• **Given request 1**
In the text on Social Security benefits, how long must a marriage have lasted for a person to claim a former spouse's benefits?
• **Given request 2**
Continue the text on Social Security benefit increases from the point where it stops.

• **Extracted text**

--------------------

Social Security benefits ensure people have access to the financial resources they need to cover basic living expenses. Because life circumstances can change drastically over short periods of time, the Social Security Administration (SSA) has also established criteria for increasing benefits when necessary.

It is important to understand these criteria in case you are eligible for an increase in benefits. Here are a few situations to be aware of that could affect your financial outlook.

Caring for a minor child or disabled adult child

Caring for a child under the age of 18 could make you eligible for more benefits. Your benefits may also increase if you have a disabled adult child in your care, as you may require a higher income to provide sufficient care to that child.

Previous marriages

You can claim the benefits of a former spouse after the age of 62, provided your marriage lasted at least ten years. In this case, the SSA bases available benefits on your former spouse’s work history.

The death of a current or former spouse

The death of an eligible spouse can increase the survivor benefits you receive. Once again, your current or former spouse’s work history determines how much of an increase in benefits you receive.

--------------------

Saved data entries
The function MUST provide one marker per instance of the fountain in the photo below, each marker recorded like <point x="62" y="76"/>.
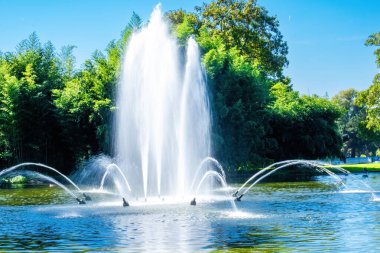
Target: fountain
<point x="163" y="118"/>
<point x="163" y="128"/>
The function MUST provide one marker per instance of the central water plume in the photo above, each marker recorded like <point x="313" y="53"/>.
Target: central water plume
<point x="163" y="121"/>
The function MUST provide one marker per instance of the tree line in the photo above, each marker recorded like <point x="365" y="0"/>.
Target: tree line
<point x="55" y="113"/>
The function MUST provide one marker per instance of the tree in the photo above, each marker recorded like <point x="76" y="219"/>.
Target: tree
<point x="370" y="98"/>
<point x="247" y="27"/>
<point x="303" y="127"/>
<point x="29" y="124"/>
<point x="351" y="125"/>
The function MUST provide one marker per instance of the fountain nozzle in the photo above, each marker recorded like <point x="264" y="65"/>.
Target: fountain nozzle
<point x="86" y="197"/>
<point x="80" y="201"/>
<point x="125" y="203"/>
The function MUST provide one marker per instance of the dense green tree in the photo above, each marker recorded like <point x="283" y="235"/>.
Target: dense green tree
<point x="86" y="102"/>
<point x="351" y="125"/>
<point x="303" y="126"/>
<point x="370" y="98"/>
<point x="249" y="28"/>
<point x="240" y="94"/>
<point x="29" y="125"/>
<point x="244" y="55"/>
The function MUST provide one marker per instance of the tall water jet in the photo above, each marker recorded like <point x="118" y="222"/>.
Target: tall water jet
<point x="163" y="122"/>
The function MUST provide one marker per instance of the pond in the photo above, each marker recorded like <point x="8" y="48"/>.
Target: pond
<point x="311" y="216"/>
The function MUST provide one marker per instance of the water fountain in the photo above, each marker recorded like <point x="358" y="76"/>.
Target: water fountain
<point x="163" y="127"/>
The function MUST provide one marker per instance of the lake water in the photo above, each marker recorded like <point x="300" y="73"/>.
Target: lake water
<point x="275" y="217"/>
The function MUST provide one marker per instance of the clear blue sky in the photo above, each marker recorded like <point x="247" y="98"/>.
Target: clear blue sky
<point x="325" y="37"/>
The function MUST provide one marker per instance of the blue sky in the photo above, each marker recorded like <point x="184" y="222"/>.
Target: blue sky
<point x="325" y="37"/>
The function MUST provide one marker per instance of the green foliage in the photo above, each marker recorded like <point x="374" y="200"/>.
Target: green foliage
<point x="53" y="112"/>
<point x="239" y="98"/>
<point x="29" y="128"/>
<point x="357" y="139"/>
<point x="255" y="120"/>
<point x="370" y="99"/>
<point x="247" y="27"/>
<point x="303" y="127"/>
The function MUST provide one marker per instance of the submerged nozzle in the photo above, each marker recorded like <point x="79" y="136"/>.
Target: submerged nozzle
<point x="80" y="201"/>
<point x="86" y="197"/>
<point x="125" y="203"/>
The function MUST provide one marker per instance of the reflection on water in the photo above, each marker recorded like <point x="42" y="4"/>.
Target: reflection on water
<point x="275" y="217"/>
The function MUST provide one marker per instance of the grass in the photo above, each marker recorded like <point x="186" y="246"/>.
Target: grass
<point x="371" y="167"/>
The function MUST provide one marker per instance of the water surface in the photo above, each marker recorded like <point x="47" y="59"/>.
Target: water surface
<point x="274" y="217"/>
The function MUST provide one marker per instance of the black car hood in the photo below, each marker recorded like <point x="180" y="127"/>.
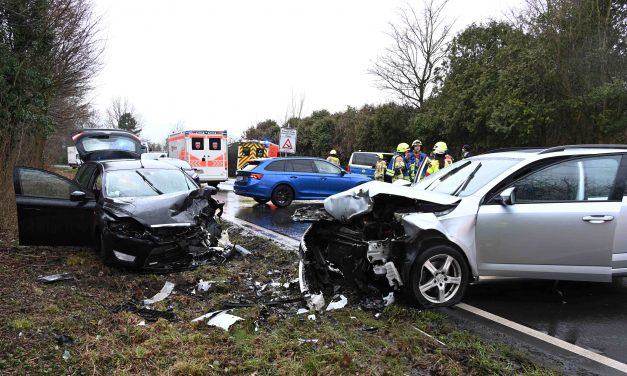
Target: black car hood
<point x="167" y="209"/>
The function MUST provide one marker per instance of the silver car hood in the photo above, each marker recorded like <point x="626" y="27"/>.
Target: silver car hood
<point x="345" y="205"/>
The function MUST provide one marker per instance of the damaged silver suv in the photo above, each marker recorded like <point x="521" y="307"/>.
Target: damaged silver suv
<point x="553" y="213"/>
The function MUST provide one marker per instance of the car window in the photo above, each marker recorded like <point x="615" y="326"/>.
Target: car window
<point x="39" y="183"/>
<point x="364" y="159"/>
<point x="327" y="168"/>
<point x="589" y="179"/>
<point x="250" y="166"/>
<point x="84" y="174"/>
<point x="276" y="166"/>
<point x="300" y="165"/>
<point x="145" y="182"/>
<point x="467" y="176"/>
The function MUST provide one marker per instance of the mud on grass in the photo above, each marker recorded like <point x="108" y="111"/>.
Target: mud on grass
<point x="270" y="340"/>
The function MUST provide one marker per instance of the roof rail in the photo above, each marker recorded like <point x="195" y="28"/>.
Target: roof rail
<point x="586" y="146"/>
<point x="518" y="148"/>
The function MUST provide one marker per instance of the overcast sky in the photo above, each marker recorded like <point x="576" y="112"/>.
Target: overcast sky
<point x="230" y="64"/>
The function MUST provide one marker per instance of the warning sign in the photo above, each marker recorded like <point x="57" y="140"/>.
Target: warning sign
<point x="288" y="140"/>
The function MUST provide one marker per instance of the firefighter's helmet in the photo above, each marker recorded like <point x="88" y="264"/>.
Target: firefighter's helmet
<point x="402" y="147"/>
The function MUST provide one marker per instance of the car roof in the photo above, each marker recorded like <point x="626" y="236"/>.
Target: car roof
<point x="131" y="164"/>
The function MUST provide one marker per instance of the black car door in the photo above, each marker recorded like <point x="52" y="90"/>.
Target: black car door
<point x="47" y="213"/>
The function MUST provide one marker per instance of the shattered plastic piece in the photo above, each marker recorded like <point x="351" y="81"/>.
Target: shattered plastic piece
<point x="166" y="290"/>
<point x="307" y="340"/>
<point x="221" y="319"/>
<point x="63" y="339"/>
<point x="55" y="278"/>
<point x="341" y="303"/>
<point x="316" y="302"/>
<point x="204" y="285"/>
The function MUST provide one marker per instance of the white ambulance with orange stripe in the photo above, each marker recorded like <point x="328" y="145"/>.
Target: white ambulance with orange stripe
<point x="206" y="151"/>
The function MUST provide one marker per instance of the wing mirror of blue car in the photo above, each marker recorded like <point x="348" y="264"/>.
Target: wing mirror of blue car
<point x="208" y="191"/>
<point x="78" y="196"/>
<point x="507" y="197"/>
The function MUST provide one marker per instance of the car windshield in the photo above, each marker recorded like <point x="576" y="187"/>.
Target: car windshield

--------------------

• **Task output 1**
At least ten years.

• **Task output 2**
Decline of income

The SSA will review your income to determine the proper level of benefits. If your income level decreases, benefits will usually increase to make up for the difference.

Death of an assistive adult child

Some people receive financial support from adult children. If this person is eligible for benefits based on their work history, you can receive them on their behalf to account for the lost support.

If you have experienced a change to your finances that is not described by the above topics, you should still reach out to the SSA. Also, keep in mind that you can appeal a denial of benefits if you believe the decision was wrong.